What to do
Extract all of the entries and set them down verbatim.

Material shown
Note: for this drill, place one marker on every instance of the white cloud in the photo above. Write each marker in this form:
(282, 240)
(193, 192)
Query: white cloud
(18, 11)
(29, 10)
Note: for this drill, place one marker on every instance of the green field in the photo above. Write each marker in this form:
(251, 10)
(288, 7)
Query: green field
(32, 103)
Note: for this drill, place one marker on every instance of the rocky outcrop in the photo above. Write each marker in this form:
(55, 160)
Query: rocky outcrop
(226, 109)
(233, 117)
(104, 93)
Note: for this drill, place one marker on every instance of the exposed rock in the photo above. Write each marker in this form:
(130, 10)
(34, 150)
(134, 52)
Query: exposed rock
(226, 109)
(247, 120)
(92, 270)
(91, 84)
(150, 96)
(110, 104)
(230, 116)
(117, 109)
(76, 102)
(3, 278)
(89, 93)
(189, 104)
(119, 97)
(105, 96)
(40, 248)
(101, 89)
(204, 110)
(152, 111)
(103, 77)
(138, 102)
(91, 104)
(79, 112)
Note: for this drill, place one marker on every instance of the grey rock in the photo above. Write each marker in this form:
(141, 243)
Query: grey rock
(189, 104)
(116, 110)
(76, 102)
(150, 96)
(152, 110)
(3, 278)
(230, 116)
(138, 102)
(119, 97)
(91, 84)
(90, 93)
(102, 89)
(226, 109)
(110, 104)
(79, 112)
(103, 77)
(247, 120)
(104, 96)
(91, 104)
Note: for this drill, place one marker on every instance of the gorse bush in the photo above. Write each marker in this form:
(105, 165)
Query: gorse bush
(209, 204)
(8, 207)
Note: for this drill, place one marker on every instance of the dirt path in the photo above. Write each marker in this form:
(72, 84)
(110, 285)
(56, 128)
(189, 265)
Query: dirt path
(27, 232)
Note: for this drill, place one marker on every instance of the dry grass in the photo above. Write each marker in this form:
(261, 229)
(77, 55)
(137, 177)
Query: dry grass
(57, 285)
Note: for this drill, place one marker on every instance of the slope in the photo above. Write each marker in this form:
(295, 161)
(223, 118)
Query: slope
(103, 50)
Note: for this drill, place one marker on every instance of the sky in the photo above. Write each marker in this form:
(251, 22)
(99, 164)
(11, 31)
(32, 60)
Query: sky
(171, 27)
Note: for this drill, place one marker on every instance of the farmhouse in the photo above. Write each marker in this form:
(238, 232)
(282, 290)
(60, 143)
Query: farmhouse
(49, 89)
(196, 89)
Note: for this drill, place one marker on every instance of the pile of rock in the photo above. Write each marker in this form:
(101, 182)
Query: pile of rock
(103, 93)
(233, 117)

Exercise response
Note: for this drill, place one marker on every instance of the white cloud in the photo above. Write each marker in this form:
(282, 240)
(193, 192)
Query: white cloud
(18, 11)
(29, 10)
Note: for this drill, place one marker on every instance of the green field in the photo above. Write each marker in this form:
(251, 10)
(288, 7)
Query: green field
(32, 103)
Note: for this drill, place one marker on every instance of the rocky outcrop in the photo above. Write each marker in this form:
(55, 160)
Query: rocky outcrop
(226, 109)
(233, 117)
(104, 93)
Note: for this drill, place one marker on every instance of the exposed rock in the photo above. Write each marker in this form:
(130, 10)
(34, 150)
(134, 52)
Query: exposed rock
(226, 109)
(247, 120)
(92, 270)
(91, 84)
(150, 96)
(110, 104)
(230, 116)
(117, 109)
(76, 102)
(3, 278)
(89, 93)
(189, 104)
(119, 97)
(105, 96)
(40, 248)
(101, 89)
(204, 110)
(152, 111)
(103, 77)
(138, 102)
(91, 104)
(79, 112)
Note: for this drill, place one marker on every instance of the grey rock in the photo above. Write each marker in this form:
(141, 243)
Query: grey rock
(189, 104)
(116, 110)
(76, 102)
(150, 96)
(152, 110)
(3, 278)
(230, 116)
(138, 102)
(119, 97)
(91, 84)
(90, 93)
(102, 89)
(226, 109)
(110, 104)
(79, 112)
(103, 77)
(247, 120)
(104, 96)
(91, 104)
Note: for this drill, place one marker on every instance of the gorse bush in the photo above. Write each marker in this form:
(105, 165)
Query: gorse bush
(209, 204)
(8, 207)
Note: for this drill, place one marker on every instance of the dirt path in the photo above. Write each marker in this form:
(72, 84)
(110, 285)
(56, 128)
(189, 265)
Query: dirt path
(27, 232)
Note: for this drill, place one marker on every instance of the dry grass in the photo above. Write each marker in this form:
(261, 229)
(77, 55)
(137, 177)
Query: dry grass
(57, 285)
Note: for this drill, place one marker on every instance of the slope in the photo above. Write each marker in this form:
(295, 161)
(223, 118)
Query: slope
(103, 50)
Note: for this drill, place one marker on every instance of the sky in the photo above. Write each marker in this form:
(251, 22)
(99, 164)
(11, 31)
(32, 60)
Query: sky
(171, 27)
Note: for this drill, place one marker on every instance of the farmhouse in the photo above. Write each marker in this form:
(238, 232)
(282, 290)
(60, 143)
Query: farmhouse
(49, 89)
(196, 89)
Note: for this drill, place one marker on every instance of the pile of rock in the photo above. Write each marker in this form:
(101, 182)
Query: pile of rock
(103, 93)
(233, 117)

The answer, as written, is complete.